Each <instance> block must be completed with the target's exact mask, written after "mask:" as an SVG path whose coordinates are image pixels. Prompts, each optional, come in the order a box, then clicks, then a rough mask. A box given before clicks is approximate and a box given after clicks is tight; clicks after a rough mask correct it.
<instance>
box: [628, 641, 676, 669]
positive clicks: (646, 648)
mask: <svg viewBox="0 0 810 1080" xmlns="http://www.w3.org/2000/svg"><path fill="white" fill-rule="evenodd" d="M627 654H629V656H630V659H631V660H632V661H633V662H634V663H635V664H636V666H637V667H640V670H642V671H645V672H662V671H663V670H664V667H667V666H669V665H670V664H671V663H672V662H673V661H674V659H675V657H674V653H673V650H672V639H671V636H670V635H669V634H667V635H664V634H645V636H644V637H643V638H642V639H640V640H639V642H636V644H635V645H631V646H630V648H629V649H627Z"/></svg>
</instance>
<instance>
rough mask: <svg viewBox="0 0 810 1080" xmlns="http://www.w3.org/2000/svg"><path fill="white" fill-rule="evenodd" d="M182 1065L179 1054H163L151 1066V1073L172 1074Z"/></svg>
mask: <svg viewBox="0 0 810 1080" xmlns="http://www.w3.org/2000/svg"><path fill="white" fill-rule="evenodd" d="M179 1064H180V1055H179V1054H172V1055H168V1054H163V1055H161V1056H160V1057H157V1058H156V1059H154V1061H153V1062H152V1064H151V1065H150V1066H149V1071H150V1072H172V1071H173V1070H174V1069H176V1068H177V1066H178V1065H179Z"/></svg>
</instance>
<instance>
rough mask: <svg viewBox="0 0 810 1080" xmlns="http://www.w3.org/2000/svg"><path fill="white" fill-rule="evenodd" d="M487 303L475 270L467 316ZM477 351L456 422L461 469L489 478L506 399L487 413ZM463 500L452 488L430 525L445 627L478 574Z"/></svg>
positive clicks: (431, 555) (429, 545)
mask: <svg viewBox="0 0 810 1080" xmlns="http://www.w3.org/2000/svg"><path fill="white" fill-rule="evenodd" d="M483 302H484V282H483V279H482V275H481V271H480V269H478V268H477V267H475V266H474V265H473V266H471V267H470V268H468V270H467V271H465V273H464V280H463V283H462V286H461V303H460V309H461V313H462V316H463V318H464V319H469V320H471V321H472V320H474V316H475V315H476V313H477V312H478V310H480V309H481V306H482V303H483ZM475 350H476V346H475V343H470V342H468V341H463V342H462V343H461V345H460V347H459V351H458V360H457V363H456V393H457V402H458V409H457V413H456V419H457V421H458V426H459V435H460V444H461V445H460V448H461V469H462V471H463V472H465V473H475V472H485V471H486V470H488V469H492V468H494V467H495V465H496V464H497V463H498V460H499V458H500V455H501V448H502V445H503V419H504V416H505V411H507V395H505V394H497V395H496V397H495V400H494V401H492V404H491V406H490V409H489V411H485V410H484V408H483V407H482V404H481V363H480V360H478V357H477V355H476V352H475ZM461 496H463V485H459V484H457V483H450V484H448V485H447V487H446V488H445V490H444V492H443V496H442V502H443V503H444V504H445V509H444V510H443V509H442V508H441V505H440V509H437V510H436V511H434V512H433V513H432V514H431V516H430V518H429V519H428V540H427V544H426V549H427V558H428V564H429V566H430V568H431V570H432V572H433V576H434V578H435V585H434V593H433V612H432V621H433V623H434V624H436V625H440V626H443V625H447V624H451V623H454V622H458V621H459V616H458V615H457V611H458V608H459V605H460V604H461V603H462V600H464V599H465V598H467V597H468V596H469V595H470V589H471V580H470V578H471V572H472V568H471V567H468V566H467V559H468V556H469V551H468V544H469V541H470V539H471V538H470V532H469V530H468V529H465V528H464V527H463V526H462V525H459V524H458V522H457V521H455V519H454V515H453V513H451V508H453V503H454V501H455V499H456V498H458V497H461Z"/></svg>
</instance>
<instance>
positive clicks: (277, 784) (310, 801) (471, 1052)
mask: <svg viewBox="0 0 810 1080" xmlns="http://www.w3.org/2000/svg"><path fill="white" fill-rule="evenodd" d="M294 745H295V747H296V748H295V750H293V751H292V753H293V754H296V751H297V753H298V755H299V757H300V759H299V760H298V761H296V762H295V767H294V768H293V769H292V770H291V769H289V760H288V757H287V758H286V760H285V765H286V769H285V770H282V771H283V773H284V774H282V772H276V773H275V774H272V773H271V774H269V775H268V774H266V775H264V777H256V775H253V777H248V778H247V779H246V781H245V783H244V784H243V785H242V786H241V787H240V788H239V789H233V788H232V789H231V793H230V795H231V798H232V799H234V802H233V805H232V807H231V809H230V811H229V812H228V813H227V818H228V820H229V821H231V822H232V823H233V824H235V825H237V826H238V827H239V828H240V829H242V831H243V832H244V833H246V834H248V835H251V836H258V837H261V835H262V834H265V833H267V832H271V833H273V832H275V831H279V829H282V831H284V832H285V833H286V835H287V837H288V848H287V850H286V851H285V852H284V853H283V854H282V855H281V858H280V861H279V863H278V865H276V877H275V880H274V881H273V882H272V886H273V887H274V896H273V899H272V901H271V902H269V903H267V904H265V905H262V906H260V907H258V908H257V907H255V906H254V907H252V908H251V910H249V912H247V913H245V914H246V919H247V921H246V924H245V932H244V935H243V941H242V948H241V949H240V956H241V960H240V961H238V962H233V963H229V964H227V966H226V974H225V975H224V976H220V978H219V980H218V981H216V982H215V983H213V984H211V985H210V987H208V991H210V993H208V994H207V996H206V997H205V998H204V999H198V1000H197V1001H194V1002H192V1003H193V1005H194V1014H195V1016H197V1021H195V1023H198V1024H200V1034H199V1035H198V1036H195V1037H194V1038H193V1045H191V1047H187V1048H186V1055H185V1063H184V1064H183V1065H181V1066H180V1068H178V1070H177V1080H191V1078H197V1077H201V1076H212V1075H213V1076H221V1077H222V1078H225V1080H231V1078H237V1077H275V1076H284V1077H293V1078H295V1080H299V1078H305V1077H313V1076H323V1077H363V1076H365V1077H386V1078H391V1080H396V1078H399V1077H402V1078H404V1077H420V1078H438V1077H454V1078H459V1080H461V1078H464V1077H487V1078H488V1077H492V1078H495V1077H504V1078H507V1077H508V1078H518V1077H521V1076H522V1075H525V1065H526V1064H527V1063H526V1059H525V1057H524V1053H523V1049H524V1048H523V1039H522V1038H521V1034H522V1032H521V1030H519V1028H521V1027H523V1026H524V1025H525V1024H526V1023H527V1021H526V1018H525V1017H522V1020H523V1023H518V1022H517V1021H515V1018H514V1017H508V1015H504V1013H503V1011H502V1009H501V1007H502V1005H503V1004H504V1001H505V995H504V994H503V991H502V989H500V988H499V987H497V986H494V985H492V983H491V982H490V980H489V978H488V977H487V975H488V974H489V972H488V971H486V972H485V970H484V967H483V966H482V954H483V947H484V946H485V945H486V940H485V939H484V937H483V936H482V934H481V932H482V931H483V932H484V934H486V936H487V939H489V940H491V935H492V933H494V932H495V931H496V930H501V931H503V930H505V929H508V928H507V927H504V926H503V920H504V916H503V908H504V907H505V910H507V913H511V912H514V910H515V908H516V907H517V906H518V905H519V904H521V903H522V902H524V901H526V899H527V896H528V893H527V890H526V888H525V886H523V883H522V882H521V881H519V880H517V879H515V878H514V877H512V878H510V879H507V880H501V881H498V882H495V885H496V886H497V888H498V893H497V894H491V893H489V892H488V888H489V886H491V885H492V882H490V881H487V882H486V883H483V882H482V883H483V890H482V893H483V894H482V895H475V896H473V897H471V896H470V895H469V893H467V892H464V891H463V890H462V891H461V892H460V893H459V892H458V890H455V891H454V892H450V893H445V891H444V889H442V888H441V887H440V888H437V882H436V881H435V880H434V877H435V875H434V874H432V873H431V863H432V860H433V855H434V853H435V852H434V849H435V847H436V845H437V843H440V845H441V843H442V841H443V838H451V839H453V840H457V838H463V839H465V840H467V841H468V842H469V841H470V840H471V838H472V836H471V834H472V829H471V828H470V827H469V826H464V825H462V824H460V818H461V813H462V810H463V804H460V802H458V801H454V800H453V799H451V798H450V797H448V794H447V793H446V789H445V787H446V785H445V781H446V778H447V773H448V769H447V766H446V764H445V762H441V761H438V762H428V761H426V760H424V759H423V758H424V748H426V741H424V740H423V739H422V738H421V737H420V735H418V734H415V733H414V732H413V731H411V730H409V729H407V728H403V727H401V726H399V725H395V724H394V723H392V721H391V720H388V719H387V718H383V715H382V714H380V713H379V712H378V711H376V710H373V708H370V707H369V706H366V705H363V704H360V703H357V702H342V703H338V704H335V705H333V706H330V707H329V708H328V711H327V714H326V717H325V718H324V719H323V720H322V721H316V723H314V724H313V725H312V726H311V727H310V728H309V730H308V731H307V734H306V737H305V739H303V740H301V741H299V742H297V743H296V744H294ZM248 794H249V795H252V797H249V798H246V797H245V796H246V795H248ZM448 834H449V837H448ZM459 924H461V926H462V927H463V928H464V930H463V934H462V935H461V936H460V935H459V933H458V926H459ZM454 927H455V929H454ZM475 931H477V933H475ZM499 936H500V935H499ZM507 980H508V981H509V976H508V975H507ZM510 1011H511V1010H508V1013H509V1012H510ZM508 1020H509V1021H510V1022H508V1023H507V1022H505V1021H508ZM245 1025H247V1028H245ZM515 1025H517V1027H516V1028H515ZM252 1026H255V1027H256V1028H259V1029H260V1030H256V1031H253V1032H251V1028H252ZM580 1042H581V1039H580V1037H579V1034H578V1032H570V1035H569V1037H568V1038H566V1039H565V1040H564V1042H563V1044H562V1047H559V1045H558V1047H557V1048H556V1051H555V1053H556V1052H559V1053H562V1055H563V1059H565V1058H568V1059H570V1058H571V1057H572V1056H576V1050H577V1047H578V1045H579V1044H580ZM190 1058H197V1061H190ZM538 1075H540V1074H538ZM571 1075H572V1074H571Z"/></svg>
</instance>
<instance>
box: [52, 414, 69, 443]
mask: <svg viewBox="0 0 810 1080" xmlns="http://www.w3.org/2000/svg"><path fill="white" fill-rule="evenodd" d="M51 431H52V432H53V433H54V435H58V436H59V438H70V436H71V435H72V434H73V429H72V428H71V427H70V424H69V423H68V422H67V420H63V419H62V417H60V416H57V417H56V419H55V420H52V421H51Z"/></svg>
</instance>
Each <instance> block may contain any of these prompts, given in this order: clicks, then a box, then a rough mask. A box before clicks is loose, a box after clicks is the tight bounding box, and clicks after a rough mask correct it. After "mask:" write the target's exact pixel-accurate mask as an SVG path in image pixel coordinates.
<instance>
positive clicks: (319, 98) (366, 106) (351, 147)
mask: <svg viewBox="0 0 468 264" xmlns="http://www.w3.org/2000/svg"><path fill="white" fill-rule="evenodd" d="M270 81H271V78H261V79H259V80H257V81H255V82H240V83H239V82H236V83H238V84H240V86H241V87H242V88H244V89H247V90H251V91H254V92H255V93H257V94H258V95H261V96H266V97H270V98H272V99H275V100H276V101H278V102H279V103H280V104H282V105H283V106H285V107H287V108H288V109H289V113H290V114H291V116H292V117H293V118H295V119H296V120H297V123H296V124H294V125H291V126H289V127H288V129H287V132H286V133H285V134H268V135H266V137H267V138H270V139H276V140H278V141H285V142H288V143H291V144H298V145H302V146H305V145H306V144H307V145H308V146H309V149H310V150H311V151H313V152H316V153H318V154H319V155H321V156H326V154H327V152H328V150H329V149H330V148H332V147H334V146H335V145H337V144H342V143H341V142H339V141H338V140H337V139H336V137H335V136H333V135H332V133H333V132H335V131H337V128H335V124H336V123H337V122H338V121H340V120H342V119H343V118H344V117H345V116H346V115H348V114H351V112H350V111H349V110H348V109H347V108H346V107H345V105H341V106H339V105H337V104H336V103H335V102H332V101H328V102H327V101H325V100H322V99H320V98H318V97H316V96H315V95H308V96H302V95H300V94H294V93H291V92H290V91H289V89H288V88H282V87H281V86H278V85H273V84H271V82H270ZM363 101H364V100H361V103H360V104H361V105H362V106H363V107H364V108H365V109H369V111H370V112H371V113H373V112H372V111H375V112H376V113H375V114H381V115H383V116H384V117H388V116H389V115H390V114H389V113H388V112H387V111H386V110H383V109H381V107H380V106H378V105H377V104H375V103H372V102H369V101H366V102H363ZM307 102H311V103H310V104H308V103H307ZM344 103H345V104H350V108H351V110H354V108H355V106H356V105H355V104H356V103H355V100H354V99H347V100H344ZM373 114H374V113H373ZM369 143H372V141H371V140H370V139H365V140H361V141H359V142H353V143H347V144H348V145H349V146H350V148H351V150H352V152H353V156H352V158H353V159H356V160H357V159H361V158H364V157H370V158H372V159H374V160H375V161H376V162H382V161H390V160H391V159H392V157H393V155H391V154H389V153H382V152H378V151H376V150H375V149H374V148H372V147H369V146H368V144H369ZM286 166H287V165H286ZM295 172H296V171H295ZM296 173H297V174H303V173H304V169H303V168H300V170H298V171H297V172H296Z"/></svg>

--

| EXERCISE |
The lines from the beginning of the records through the line containing "box: [628, 641, 676, 669]" should be reproduced exactly. Include nothing else.

| SOLUTION TO THIS TASK |
Each <instance> block must be completed with the target's exact mask, written after "mask:" as an SVG path whose coordinates are image pixels. Prompts, each optional, come in the order a box, then clicks, then a rough mask. A box given before clicks is approximate and a box given after clicks is tight; clicks after a rough mask correct it.
<instance>
box: [628, 641, 676, 669]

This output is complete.